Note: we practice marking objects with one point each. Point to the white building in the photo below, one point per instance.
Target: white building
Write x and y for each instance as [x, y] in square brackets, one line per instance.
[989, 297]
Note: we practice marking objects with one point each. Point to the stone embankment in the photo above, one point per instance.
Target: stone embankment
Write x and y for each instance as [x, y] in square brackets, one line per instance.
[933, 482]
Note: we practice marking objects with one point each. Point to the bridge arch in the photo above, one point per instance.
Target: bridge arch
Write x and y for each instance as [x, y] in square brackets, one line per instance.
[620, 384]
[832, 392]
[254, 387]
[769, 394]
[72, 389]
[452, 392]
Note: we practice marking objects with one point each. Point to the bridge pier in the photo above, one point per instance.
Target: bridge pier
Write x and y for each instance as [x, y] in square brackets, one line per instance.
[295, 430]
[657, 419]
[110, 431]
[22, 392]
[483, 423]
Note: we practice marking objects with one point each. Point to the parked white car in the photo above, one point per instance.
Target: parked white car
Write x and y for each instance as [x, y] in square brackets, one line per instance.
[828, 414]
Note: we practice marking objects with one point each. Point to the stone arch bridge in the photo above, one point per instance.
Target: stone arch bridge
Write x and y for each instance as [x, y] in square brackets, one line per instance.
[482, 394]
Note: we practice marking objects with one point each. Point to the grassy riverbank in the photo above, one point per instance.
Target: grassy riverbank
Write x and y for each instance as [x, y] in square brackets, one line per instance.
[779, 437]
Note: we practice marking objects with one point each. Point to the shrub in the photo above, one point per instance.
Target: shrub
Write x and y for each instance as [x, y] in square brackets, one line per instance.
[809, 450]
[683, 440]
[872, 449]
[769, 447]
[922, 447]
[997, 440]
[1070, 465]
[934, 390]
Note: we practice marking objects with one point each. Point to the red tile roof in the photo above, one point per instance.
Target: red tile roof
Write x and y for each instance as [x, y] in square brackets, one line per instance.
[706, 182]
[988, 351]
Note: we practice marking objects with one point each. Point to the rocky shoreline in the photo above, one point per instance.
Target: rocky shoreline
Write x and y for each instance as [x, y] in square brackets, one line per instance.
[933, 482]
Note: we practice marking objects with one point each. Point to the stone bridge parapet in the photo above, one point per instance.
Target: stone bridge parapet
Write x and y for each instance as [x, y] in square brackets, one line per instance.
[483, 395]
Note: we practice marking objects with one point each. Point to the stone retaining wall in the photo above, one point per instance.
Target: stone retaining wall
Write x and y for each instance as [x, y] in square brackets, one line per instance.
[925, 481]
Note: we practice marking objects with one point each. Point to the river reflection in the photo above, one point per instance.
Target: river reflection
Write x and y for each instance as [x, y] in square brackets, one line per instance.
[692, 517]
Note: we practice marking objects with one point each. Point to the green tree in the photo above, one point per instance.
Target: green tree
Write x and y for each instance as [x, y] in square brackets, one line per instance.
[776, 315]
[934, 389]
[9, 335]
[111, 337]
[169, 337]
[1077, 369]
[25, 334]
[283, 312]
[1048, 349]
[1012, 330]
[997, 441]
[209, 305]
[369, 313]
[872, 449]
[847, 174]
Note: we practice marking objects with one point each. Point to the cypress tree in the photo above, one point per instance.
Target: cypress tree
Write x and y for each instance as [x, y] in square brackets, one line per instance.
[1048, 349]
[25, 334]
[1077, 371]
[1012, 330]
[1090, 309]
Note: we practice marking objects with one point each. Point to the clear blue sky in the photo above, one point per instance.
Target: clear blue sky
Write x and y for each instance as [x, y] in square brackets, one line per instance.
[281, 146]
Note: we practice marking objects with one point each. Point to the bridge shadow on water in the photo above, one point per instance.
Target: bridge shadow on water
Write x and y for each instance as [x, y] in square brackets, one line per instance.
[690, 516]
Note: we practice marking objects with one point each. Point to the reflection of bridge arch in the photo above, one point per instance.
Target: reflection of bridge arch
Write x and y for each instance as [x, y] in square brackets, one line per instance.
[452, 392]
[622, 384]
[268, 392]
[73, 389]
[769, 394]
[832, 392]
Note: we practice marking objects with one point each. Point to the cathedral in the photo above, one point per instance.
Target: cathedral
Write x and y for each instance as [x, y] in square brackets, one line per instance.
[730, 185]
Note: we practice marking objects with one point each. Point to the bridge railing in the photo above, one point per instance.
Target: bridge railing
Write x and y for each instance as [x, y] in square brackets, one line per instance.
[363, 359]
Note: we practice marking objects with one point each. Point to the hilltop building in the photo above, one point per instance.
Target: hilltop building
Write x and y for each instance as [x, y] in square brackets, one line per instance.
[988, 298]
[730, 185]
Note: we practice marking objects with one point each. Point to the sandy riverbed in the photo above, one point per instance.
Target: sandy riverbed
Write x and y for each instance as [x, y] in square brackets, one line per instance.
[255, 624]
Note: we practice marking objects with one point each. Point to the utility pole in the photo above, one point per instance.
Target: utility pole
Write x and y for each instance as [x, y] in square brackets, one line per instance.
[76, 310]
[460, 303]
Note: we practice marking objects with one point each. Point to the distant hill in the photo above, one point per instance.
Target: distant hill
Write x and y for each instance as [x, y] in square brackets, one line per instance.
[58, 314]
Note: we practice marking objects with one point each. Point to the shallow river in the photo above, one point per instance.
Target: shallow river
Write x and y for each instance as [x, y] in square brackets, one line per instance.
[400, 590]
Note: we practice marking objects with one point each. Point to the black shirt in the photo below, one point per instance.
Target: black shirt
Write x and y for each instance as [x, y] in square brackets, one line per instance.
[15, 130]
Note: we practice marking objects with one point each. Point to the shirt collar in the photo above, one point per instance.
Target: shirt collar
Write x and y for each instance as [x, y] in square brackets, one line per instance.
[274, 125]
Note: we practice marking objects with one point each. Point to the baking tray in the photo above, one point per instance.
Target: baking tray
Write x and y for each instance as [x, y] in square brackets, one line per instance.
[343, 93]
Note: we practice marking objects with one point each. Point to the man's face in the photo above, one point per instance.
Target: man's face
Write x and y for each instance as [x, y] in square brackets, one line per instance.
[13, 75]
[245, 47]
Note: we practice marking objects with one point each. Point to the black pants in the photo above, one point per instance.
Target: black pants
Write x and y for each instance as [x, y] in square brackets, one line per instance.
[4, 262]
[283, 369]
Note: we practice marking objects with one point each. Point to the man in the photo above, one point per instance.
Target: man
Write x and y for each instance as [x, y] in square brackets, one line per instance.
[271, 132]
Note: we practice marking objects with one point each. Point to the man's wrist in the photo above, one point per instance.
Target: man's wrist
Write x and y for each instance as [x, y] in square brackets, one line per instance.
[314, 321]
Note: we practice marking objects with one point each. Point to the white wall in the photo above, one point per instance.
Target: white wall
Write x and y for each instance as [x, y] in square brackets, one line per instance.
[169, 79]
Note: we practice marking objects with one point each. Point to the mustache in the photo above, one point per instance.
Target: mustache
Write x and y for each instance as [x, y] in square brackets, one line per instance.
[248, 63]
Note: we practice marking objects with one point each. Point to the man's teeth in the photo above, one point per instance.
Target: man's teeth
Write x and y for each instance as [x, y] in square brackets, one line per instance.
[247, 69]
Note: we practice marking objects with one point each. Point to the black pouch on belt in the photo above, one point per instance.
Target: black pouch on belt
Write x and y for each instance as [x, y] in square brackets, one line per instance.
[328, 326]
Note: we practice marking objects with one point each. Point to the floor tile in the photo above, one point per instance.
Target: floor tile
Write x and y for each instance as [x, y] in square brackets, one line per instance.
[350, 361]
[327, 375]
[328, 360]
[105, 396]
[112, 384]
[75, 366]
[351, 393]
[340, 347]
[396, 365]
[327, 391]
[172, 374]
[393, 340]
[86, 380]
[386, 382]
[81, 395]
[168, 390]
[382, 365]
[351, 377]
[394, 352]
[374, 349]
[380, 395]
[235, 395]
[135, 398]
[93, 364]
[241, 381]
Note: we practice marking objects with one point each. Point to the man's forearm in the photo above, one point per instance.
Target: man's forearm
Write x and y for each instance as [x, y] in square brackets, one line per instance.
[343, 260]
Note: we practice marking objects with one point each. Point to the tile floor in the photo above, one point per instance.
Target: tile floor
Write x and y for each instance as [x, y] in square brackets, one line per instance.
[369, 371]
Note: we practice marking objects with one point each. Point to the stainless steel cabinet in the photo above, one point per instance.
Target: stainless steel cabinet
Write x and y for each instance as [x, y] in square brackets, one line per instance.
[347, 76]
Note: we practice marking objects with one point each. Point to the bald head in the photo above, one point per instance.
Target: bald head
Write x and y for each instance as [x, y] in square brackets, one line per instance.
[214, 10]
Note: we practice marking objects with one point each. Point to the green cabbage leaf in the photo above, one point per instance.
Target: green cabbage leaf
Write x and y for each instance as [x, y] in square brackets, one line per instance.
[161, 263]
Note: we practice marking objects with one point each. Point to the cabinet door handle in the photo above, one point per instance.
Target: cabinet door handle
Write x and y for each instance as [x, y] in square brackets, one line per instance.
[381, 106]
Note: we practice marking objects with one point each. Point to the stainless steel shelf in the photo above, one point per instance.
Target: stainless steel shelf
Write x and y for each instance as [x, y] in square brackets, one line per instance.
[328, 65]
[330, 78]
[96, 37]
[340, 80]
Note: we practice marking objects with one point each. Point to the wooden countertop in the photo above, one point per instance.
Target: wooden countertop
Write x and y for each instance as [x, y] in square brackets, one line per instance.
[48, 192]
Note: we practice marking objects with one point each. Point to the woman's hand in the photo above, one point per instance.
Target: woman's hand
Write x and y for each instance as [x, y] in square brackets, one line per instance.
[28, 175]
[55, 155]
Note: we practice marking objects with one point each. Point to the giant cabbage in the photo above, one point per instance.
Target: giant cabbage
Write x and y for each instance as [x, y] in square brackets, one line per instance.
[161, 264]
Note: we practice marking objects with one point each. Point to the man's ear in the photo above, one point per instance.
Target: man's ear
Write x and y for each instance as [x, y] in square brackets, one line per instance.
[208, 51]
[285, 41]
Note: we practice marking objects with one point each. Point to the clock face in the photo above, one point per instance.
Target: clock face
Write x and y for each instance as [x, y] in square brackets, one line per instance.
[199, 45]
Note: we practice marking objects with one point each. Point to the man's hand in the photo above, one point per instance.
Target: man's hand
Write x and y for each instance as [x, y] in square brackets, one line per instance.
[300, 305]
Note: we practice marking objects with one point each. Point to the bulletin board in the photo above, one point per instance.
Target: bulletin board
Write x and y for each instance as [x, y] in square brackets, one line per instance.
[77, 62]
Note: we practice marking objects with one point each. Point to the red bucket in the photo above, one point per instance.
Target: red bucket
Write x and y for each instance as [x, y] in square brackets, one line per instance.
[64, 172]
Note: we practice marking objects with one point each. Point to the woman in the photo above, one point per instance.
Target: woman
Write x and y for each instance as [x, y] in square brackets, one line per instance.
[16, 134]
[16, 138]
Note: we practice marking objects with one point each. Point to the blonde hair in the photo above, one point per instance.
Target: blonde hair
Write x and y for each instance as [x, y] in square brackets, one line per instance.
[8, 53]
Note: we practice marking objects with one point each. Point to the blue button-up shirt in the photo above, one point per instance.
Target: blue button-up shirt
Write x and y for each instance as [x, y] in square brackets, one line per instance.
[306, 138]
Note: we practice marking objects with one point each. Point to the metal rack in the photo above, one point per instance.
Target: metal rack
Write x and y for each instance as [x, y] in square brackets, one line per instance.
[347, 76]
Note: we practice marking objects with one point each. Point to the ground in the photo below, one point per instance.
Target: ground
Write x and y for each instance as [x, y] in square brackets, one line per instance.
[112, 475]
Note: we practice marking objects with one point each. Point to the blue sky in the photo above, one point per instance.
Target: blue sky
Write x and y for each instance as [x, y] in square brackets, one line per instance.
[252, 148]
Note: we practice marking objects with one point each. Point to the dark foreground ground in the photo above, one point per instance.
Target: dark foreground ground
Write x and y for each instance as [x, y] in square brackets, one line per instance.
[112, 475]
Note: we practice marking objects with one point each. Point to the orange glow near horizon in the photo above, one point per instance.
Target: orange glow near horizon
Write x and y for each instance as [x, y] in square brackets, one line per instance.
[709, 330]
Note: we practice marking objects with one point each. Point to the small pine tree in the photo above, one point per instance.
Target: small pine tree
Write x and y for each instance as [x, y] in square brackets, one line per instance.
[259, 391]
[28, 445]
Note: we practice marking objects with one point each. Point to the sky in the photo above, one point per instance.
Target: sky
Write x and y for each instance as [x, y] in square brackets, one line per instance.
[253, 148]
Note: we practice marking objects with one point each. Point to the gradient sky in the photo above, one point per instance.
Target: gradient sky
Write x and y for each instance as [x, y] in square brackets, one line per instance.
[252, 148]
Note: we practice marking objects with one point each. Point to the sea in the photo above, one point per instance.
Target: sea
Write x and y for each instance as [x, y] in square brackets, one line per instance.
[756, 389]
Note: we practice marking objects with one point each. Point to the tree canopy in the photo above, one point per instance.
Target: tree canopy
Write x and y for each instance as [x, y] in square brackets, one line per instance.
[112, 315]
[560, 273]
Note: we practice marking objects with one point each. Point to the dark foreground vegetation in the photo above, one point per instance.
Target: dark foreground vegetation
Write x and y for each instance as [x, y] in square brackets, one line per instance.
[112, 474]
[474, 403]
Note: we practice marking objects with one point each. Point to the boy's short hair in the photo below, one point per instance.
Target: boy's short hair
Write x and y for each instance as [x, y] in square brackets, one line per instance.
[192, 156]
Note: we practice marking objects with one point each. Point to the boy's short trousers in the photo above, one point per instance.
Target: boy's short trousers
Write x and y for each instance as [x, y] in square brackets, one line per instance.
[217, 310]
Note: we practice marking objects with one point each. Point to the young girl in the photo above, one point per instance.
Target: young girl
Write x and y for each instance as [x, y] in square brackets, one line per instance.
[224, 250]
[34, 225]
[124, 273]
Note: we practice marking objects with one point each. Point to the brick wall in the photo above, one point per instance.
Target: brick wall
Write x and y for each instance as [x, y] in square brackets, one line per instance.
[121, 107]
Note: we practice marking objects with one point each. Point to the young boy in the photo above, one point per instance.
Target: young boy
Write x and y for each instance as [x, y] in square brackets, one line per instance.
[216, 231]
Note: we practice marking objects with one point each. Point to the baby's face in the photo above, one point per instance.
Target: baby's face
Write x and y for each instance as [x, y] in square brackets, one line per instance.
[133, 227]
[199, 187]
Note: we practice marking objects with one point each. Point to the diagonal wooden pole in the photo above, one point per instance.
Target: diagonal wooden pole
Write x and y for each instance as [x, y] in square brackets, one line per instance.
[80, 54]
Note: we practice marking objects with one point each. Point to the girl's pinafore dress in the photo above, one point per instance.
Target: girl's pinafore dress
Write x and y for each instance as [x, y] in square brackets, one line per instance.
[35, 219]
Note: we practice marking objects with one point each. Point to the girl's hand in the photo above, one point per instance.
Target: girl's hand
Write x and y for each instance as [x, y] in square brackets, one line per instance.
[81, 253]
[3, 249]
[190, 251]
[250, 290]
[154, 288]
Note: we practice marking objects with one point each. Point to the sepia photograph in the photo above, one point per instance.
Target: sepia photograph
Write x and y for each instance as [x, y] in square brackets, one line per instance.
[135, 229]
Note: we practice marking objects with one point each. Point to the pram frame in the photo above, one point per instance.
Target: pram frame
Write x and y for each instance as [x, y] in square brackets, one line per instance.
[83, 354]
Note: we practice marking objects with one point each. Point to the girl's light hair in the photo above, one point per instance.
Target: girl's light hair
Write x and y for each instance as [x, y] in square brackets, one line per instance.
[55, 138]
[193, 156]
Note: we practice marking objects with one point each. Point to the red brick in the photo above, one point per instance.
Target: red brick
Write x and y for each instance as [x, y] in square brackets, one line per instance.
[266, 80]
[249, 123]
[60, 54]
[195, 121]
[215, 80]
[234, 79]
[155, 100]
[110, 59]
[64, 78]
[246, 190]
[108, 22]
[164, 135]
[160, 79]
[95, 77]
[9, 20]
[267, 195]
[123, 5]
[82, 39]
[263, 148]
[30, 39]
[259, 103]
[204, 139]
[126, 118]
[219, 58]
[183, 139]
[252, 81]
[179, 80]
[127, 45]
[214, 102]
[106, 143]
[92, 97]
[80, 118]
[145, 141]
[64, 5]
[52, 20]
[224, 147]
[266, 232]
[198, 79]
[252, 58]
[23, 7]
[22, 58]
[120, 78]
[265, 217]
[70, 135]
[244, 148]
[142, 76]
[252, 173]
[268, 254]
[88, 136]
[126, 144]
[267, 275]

→ **Instructions to follow**
Only the lines above starting at the one containing "Target: stone arch bridge" and ending at the one containing "Target: stone bridge parapet", both included, are to be returned, exactly as they read.

→ **Task response**
Target: stone arch bridge
Write x and y for each instance as [x, y] in square brackets, one line per instance.
[482, 394]
Note: we practice marking objects with one point each. Point to the grassy riverbank in the photo above, one point per instance.
Target: grassy riverbank
Write x and y for each instance as [x, y] in square brackets, one line per instance.
[779, 437]
Note: we practice marking objects with one point each. Point to the shrub in the photo above, one point per instance.
Target: shrub
Write x and y for each instance as [x, y] in square brackets, one line per instance.
[809, 450]
[683, 440]
[872, 449]
[769, 447]
[922, 447]
[997, 440]
[1070, 465]
[934, 390]
Note: we practice marking objects with one point each. Point to the red tile roof in the photo above, one point per instance.
Target: red tile roof
Write x and y for each instance as [x, y] in square brackets, one line per instance.
[706, 182]
[988, 351]
Note: we practice marking objects with one point each. Point to the rocky shoreline in the photo above, one point per instance.
Target: rocky shoreline
Write x and y for each instance as [x, y] in square brackets, one line per instance.
[933, 482]
Note: we practice marking objects with one point each. Point to the stone bridge parapet in the photo above, one point per instance.
Target: stone bridge parapet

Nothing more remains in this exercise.